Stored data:

※ ※ ※

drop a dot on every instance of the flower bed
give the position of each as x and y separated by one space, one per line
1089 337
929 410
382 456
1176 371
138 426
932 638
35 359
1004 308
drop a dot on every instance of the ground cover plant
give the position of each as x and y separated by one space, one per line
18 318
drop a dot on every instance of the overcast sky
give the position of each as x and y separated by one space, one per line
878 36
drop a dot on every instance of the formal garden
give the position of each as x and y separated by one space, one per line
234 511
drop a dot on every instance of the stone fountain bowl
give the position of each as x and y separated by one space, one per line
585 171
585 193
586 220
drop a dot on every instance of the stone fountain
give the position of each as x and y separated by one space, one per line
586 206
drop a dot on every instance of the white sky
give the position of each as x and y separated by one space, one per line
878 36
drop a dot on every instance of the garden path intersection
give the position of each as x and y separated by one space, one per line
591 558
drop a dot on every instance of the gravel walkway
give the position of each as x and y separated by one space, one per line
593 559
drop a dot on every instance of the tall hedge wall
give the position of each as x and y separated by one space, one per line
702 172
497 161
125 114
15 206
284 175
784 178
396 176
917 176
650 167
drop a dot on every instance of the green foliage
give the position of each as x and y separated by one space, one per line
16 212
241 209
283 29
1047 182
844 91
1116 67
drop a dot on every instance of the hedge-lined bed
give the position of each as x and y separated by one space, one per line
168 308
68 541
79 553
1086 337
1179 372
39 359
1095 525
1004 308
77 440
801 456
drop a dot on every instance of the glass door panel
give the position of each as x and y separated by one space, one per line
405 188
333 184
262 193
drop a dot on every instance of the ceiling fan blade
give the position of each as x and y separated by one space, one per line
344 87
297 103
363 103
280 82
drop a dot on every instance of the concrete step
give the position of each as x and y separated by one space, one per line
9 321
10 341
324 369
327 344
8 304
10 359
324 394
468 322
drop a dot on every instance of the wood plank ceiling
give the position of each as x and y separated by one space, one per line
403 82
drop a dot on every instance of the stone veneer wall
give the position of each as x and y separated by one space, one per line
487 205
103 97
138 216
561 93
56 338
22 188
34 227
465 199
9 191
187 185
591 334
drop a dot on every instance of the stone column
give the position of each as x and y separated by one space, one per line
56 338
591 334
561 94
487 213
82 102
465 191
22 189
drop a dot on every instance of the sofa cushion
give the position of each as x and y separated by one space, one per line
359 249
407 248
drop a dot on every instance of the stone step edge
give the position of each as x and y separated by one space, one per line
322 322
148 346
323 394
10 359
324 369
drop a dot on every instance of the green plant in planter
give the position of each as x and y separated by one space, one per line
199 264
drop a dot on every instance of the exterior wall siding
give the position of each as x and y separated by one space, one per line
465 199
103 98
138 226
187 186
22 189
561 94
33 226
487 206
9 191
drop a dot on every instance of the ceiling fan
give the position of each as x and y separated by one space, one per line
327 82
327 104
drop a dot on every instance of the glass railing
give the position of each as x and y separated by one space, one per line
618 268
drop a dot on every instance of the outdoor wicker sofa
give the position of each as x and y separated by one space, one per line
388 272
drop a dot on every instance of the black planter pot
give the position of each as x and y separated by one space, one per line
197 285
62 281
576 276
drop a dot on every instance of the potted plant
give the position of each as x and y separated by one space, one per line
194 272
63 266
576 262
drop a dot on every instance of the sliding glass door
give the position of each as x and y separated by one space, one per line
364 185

※ ※ ※

> **Exercise details**: Put every line of the stored data above into a Markdown table with two columns, Row and Line: number each line in Row and give its text in Line. Leave out blank lines.

> **The output**:
| Row | Line |
|---|---|
| 1 | drop a dot on every instance of the flower bed |
| 2 | give the position of each as x and y separated by one space, one per line |
| 3 | 1089 337 |
| 4 | 929 410 |
| 5 | 382 456 |
| 6 | 1176 371 |
| 7 | 138 426 |
| 8 | 932 638 |
| 9 | 35 359 |
| 10 | 1004 308 |
| 11 | drop a dot on every instance of the ground cover plant |
| 12 | give the position of each as x and y separated by one space, one per line |
| 13 | 18 318 |
| 14 | drop a dot on every instance of the overcast sky |
| 15 | give the position of each as x and y separated by one space, one per line |
| 16 | 878 36 |
| 17 | drop a dot on every instance of the formal garden |
| 18 | give the position of each as x and y separated by one space, one per line |
| 19 | 234 511 |
| 20 | drop a dot on every instance of the stone fountain bowl |
| 21 | give the position of each as x and y separated by one space, one per line |
| 22 | 585 171 |
| 23 | 585 193 |
| 24 | 586 220 |
| 25 | drop a dot on every instance of the stone fountain |
| 26 | give the position of each as x and y separated by one space, one per line |
| 27 | 586 206 |
| 28 | drop a dot on every instance of the white sky |
| 29 | give the position of each as x and y separated by one space, one per line |
| 30 | 878 36 |
| 31 | drop a dot on every instance of the garden path intersection |
| 32 | give the position of each as x and y separated by one space, one per line |
| 33 | 591 558 |
| 34 | drop a dot on every instance of the gravel walkway |
| 35 | give the position of each as x and y separated by one space, one per line |
| 36 | 593 559 |
| 37 | drop a dot on every instance of the tall hedge wall |
| 38 | give the position of each as x and y separated by one space, one per line |
| 39 | 702 172 |
| 40 | 497 161 |
| 41 | 125 114 |
| 42 | 15 206 |
| 43 | 284 175 |
| 44 | 784 178 |
| 45 | 396 176 |
| 46 | 917 176 |
| 47 | 650 167 |
| 48 | drop a dot on every instance of the green foliage |
| 49 | give the position of each as x and y separated by one space, one per line |
| 50 | 16 212 |
| 51 | 241 209 |
| 52 | 283 29 |
| 53 | 1047 182 |
| 54 | 844 91 |
| 55 | 1116 67 |
| 56 | drop a dot on every instance of the hedge-lined bed |
| 57 | give the position of each as x and y separated by one space, one per line |
| 58 | 168 308 |
| 59 | 68 541 |
| 60 | 79 553 |
| 61 | 1086 337 |
| 62 | 1179 372 |
| 63 | 39 359 |
| 64 | 1095 525 |
| 65 | 1004 308 |
| 66 | 77 440 |
| 67 | 801 456 |
| 68 | drop a dot on every instance of the glass door panel |
| 69 | give the position of each as x and y separated by one space, one per line |
| 70 | 405 188 |
| 71 | 333 184 |
| 72 | 262 193 |
| 73 | drop a dot on every instance of the ceiling fan blade |
| 74 | give the position of each as x and y separated by one space, one per line |
| 75 | 344 87 |
| 76 | 297 103 |
| 77 | 363 103 |
| 78 | 280 82 |
| 79 | drop a dot on every instance of the concrete step |
| 80 | give the position of each as x and y separated by one space, one per line |
| 81 | 9 321 |
| 82 | 10 341 |
| 83 | 324 369 |
| 84 | 327 344 |
| 85 | 8 304 |
| 86 | 10 359 |
| 87 | 324 394 |
| 88 | 468 322 |
| 89 | drop a dot on every instance of the wood plank ceiling |
| 90 | give the position of each as x and y separated by one space, one per line |
| 91 | 403 82 |
| 92 | drop a dot on every instance of the stone veneer wall |
| 93 | give the position of each as x and y separated by one space, one per line |
| 94 | 487 205 |
| 95 | 103 97 |
| 96 | 138 216 |
| 97 | 561 93 |
| 98 | 56 338 |
| 99 | 22 188 |
| 100 | 34 227 |
| 101 | 465 199 |
| 102 | 9 191 |
| 103 | 187 185 |
| 104 | 591 334 |
| 105 | drop a dot on every instance of the stone column |
| 106 | give the position of each as x and y separated by one space, one per line |
| 107 | 56 338 |
| 108 | 591 334 |
| 109 | 561 94 |
| 110 | 487 213 |
| 111 | 82 102 |
| 112 | 465 191 |
| 113 | 22 189 |
| 114 | drop a dot on every instance of the sofa cushion |
| 115 | give the position of each as x and y separated by one space, one per line |
| 116 | 359 249 |
| 117 | 407 248 |
| 118 | drop a dot on every instance of the stone step edge |
| 119 | give the position of each as x and y separated by one space, one per line |
| 120 | 322 322 |
| 121 | 148 346 |
| 122 | 323 394 |
| 123 | 10 359 |
| 124 | 324 369 |
| 125 | drop a dot on every instance of the green plant in planter |
| 126 | give the position of each as x and y separated by one space, one per line |
| 127 | 199 264 |
| 128 | drop a dot on every instance of the exterior wall siding |
| 129 | give the position of each as x and y separated by one space, one per line |
| 130 | 465 199 |
| 131 | 103 98 |
| 132 | 138 226 |
| 133 | 187 186 |
| 134 | 22 189 |
| 135 | 561 94 |
| 136 | 33 226 |
| 137 | 487 206 |
| 138 | 9 191 |
| 139 | drop a dot on every instance of the ceiling fan |
| 140 | give the position of each as x and y separated by one space, one per line |
| 141 | 327 82 |
| 142 | 327 104 |
| 143 | drop a dot on every instance of the glass railing |
| 144 | give the position of each as x and y separated by one space, one per line |
| 145 | 618 268 |
| 146 | drop a dot on every instance of the outdoor wicker sofa |
| 147 | give the position of each as x and y separated by one space, one per line |
| 148 | 388 272 |
| 149 | drop a dot on every instance of the black planter pot |
| 150 | give the position of each as x and y separated by one space, one per line |
| 151 | 197 285 |
| 152 | 62 281 |
| 153 | 576 276 |
| 154 | drop a dot on every instance of the potted plant |
| 155 | give the position of each as x and y separated by one space, one per line |
| 156 | 194 272 |
| 157 | 63 266 |
| 158 | 576 262 |
| 159 | drop a dot on every instance of the sliding glass door |
| 160 | give the position of each as x and y separated by one space, one per line |
| 161 | 364 185 |